→ JOB 1: Summarize the kernel panic post below in two sentences.

→ PAGE TEXT:
━━━━━━━━
Hi,
I just built a 3.11-rc2 kernel (+ a few patches, but nothing
arch-related), and I saw the following: http://i.imgur.com/dCTqOyR.jpg
The rough transcription is
Call Trace:
<IRQ>
generic_smp_call_fucntion_single_interrupt
smp_call_function_single_interrupt
call_function_single_interrupt
<EOI>
? default_idle
? default_idle
arch_cpu_idle
cpu_startup_entry
rest_init
start_kernel
? repair_env_string
x86_64_start_reservations
x86_64_start_kernel
Code: ... cc 81 8b 0f <0f> 32 48 c1 e2 20 89 c0 ...
RIP: __rdmsr_on_cpu+0x2e/0x44
Kernel panic - not syncing: Fatal exception in interrupt
A 3.10-rc7 kernel booted just fine. Is this likely a real issue? Or
perhaps a mis-build of some sort?
━━━━━━━━
→ JOB 2: Collect every line of the records below that contains the string "necklace".

→ DATA LINES:
━━━━━━━━
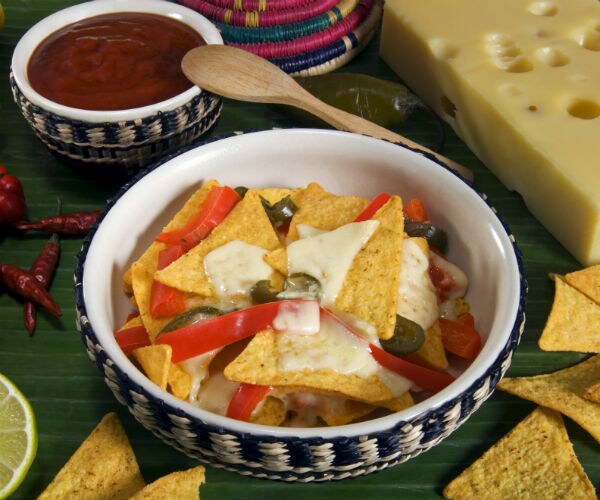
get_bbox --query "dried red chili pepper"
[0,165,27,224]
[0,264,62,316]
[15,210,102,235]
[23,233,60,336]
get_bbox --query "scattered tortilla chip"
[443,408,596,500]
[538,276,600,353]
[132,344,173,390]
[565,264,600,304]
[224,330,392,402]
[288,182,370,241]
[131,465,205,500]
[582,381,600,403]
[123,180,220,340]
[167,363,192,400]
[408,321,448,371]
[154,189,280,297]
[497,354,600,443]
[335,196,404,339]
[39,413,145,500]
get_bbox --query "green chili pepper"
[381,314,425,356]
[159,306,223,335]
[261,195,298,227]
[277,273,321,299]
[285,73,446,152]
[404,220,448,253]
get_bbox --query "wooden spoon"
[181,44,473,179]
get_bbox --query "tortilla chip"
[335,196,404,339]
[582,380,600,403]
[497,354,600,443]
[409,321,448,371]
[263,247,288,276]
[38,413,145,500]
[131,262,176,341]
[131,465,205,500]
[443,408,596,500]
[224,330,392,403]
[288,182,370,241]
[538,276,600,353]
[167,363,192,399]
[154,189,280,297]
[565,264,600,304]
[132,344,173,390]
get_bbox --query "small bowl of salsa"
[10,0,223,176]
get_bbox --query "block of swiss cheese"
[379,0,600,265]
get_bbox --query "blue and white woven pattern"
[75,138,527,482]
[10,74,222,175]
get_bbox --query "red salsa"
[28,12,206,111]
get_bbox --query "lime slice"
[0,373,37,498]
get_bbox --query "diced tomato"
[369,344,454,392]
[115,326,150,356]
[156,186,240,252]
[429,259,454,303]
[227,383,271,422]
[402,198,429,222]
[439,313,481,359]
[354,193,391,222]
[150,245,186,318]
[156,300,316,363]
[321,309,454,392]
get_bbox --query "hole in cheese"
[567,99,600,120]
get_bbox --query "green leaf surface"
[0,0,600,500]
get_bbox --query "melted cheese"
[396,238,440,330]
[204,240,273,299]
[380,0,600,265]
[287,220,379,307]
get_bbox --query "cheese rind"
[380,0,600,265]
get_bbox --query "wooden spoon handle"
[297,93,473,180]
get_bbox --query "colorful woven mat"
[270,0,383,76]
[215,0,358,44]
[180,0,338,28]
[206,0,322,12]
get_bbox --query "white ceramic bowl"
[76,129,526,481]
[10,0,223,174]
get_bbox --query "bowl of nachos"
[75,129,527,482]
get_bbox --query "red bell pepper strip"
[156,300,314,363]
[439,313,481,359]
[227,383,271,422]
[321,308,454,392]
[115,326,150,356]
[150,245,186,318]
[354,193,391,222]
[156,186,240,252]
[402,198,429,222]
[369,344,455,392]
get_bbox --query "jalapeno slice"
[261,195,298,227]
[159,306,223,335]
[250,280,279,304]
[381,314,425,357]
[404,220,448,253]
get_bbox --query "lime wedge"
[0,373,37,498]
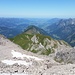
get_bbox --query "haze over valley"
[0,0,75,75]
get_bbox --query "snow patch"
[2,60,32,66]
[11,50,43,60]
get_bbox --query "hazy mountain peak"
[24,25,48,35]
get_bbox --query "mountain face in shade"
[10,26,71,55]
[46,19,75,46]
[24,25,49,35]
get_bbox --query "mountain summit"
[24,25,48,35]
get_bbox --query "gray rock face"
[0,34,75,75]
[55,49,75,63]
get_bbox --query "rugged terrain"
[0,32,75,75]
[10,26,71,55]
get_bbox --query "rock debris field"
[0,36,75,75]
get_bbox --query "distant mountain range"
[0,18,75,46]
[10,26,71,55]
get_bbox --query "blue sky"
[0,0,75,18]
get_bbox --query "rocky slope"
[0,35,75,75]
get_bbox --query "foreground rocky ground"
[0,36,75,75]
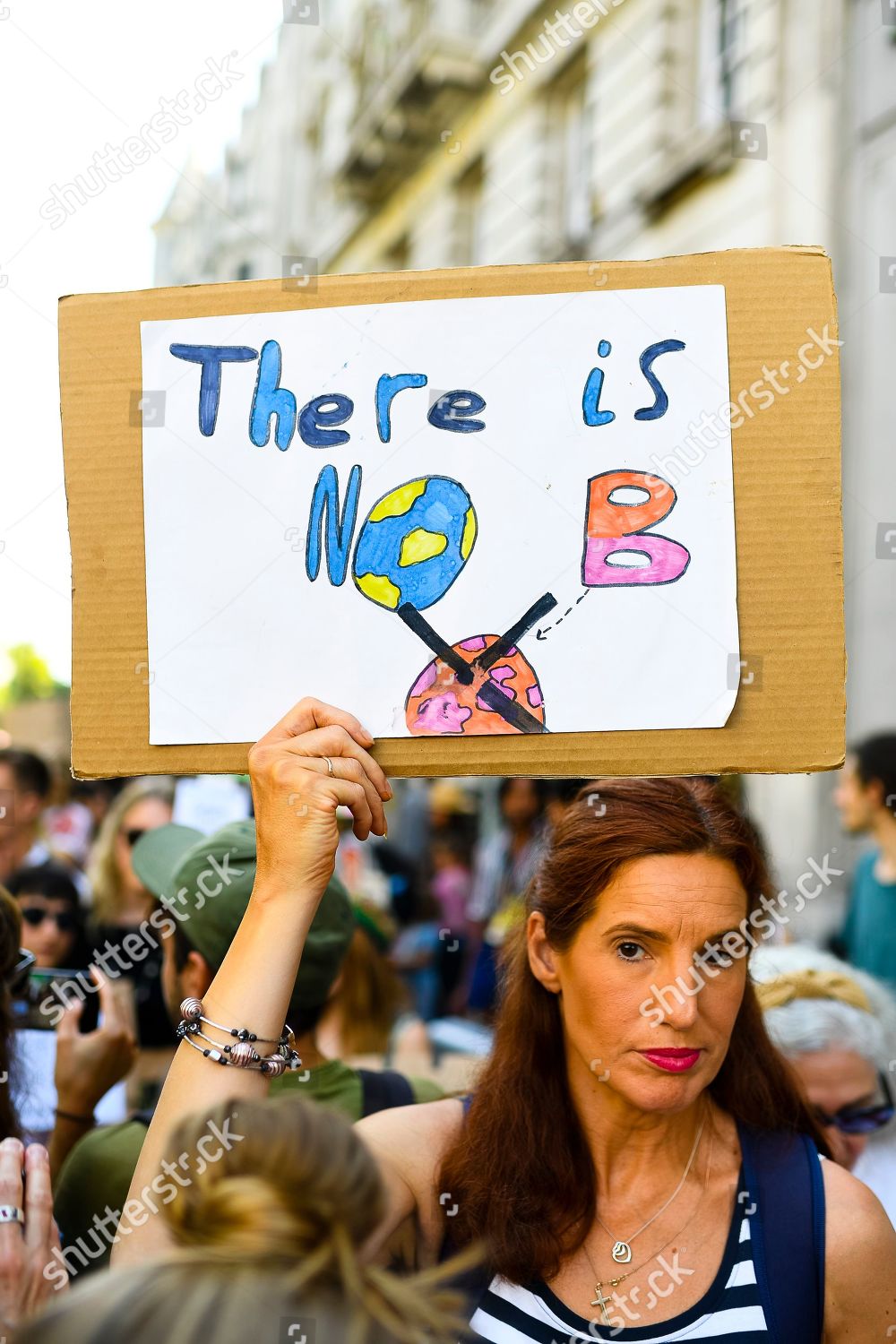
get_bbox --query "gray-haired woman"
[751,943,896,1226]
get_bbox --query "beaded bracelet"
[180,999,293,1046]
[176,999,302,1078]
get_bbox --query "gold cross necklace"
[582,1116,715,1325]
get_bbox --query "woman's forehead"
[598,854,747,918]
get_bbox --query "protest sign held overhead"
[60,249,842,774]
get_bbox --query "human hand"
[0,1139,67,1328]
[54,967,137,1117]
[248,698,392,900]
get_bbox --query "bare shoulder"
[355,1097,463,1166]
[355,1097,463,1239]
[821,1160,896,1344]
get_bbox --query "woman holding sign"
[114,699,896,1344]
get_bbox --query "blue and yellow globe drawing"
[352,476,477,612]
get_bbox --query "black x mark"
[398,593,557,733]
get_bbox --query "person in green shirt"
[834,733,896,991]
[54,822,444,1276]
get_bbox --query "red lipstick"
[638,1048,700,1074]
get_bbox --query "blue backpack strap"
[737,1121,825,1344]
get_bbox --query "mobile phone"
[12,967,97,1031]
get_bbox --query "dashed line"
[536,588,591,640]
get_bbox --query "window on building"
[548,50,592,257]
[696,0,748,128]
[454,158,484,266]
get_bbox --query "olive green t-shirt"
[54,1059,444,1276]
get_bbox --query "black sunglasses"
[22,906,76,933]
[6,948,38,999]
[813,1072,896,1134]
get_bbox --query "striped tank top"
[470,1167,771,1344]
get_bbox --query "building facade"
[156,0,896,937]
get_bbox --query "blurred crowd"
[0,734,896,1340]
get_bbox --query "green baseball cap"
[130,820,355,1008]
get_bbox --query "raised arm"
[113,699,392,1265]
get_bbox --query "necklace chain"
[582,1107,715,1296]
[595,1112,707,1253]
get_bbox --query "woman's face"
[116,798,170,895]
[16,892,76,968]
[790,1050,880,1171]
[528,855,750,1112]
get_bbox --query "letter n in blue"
━━━━━━━━
→ TASK ANSWER 1: After building a 3.11-rc2 kernel with a few patches that are not arch-related, the poster saw a kernel panic reported as a fatal exception in interrupt, with RIP at __rdmsr_on_cpu+0x2e/0x44. A 3.10-rc7 kernel booted fine, so the poster asks whether this is likely a real issue or some sort of mis-build.

→ TASK ANSWER 2:
get_bbox --query "gold cross necklace"
get_bbox --query "necklace chain"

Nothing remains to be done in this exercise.